Un 42e festival sous le signe de l'inquiétude : la liberté d'expression mise en cause et le situation économique et sociale des auteurs malmenée (© Pierre Nouvelle).

Un 42e festival sous le signe de l’inquiétude : la liberté d’expression mise en cause et le situation économique et sociale des auteurs malmenée (© Pierre Nouvelle).

Le 42e festival de la bande dessinée a manifesté l’inquiétude des auteurs, quant à leurs revenus et leur régime de retraite complémentaire.Au final, après une marche dans les rues angoumoises, la ministre de la Culture les a écoutés et s’est engagée à ne rien faire sans une concertation scellée par un accord avec les intéressés.

Les quatre jours de la 42e édition du festival international de BD ont été marqués par le mécontentement des auteurs de BD : dessinateurs, scénaristes, coloristes… Bien sûr, à première vue et pour le grand public rien n’a filtré dans un premier temps. Les auteurs étaient à leur poste et dédicaçaient comme à l’habitude. Et il a fallu attendre samedi après midi pour voir défiler dans les rues près de 500 professionnels de la BD.

Vendredi 30 janvier, plusieurs centaines d'auteurs de BD réunit dans le théâtre d'Angoulême ont ouvert la démarche des Etats généraux de la BD .

**Données à traiter**
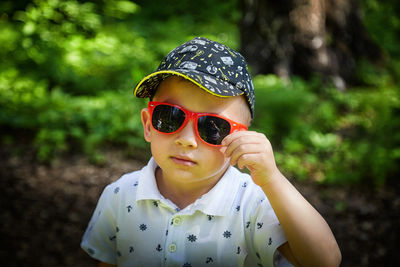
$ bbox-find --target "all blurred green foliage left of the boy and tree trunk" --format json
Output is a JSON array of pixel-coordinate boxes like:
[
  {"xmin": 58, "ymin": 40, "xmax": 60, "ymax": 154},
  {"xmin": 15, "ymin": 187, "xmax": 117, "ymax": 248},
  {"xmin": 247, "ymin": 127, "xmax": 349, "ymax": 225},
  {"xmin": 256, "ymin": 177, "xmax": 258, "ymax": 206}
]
[{"xmin": 0, "ymin": 0, "xmax": 240, "ymax": 163}]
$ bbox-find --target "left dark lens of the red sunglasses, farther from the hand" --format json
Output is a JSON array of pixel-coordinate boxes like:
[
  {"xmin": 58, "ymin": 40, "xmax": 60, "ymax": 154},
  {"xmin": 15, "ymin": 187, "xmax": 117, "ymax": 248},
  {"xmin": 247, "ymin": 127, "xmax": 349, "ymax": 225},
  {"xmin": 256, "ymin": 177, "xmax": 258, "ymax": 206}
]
[{"xmin": 151, "ymin": 105, "xmax": 185, "ymax": 133}]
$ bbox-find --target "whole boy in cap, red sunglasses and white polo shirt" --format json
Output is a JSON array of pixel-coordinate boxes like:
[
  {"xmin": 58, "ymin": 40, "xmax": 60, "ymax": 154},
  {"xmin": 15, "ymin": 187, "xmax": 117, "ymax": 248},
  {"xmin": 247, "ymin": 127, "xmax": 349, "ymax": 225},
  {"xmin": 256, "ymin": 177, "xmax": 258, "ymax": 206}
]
[{"xmin": 81, "ymin": 38, "xmax": 341, "ymax": 266}]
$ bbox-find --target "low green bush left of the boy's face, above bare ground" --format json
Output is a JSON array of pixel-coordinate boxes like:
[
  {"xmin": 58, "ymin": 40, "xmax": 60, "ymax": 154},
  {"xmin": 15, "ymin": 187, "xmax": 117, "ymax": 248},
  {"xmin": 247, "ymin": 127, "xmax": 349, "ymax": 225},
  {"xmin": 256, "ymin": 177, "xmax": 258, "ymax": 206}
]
[{"xmin": 0, "ymin": 74, "xmax": 146, "ymax": 163}]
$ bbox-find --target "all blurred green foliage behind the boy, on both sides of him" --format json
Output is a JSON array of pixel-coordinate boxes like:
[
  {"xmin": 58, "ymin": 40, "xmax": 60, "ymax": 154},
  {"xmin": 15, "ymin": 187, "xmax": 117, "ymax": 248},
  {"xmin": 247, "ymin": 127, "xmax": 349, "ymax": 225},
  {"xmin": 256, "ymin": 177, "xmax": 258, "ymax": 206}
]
[{"xmin": 0, "ymin": 0, "xmax": 400, "ymax": 186}]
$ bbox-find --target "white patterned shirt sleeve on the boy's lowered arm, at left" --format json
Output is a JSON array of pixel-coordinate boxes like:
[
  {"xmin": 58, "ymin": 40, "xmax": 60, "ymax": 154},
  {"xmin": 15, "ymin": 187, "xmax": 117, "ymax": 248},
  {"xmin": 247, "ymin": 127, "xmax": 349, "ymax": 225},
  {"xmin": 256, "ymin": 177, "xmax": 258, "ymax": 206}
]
[{"xmin": 81, "ymin": 184, "xmax": 118, "ymax": 264}]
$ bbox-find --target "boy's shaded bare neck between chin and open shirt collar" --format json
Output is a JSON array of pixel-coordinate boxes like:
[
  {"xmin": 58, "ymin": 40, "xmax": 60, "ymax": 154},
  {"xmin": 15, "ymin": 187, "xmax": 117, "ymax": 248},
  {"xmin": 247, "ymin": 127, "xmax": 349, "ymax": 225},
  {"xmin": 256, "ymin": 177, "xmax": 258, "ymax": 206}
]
[{"xmin": 155, "ymin": 167, "xmax": 226, "ymax": 209}]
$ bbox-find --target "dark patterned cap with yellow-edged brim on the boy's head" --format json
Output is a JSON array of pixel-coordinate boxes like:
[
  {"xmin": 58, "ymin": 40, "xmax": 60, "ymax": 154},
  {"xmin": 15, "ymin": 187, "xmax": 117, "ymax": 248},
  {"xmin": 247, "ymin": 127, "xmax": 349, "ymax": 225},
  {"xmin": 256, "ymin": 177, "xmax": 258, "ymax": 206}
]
[{"xmin": 134, "ymin": 37, "xmax": 255, "ymax": 118}]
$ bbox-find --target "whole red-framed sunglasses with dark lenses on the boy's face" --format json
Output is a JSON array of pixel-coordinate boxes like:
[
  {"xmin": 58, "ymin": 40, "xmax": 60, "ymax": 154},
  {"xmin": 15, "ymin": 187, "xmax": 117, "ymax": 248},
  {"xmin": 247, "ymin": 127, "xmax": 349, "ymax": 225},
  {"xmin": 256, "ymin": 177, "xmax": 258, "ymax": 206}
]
[{"xmin": 148, "ymin": 101, "xmax": 247, "ymax": 146}]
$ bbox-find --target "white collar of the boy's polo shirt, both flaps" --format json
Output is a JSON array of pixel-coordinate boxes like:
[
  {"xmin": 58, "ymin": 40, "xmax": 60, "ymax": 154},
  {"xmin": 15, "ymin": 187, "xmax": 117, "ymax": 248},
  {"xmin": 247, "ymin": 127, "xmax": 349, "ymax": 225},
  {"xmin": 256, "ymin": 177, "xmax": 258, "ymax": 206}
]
[{"xmin": 136, "ymin": 158, "xmax": 240, "ymax": 216}]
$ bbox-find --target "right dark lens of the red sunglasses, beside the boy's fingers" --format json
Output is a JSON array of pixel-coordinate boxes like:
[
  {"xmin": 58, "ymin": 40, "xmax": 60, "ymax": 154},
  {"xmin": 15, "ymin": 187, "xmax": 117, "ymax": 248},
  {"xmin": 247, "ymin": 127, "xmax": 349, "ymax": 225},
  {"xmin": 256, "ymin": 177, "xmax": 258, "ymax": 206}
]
[{"xmin": 197, "ymin": 116, "xmax": 231, "ymax": 145}]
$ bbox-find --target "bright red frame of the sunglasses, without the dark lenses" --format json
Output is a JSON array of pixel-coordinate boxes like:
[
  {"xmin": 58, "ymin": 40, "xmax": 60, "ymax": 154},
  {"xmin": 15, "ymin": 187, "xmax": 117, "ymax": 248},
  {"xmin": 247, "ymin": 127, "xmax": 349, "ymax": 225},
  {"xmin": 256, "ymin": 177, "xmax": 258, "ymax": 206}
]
[{"xmin": 147, "ymin": 101, "xmax": 247, "ymax": 147}]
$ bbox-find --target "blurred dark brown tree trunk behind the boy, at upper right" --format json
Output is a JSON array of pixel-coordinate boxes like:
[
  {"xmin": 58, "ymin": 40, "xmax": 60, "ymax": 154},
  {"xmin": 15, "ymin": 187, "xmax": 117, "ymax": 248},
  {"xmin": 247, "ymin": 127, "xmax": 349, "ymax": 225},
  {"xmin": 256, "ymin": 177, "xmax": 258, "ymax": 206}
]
[{"xmin": 241, "ymin": 0, "xmax": 382, "ymax": 89}]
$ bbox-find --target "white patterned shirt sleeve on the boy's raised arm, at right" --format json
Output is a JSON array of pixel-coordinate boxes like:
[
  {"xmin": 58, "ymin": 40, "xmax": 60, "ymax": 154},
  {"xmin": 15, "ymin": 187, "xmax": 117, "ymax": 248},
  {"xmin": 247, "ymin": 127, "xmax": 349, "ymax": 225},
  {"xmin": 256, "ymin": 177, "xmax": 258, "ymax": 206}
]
[{"xmin": 246, "ymin": 197, "xmax": 286, "ymax": 266}]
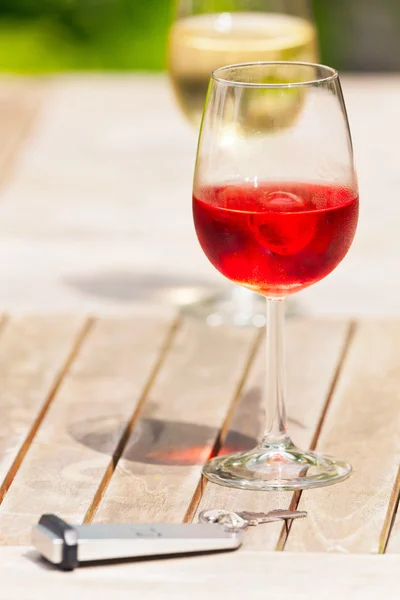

**Objectif de la tâche**
Reproduisez à l’identique le passage du texte sur le 42e festival de la bande dessinée qui va de « Les quatre jours » à « généraux de la BD . », ces deux bornes comprises.

**Zone de réponse**
Les quatre jours de la 42e édition du festival international de BD ont été marqués par le mécontentement des auteurs de BD : dessinateurs, scénaristes, coloristes… Bien sûr, à première vue et pour le grand public rien n’a filtré dans un premier temps. Les auteurs étaient à leur poste et dédicaçaient comme à l’habitude. Et il a fallu attendre samedi après midi pour voir défiler dans les rues près de 500 professionnels de la BD.

Vendredi 30 janvier, plusieurs centaines d'auteurs de BD réunit dans le théâtre d'Angoulême ont ouvert la démarche des Etats généraux de la BD .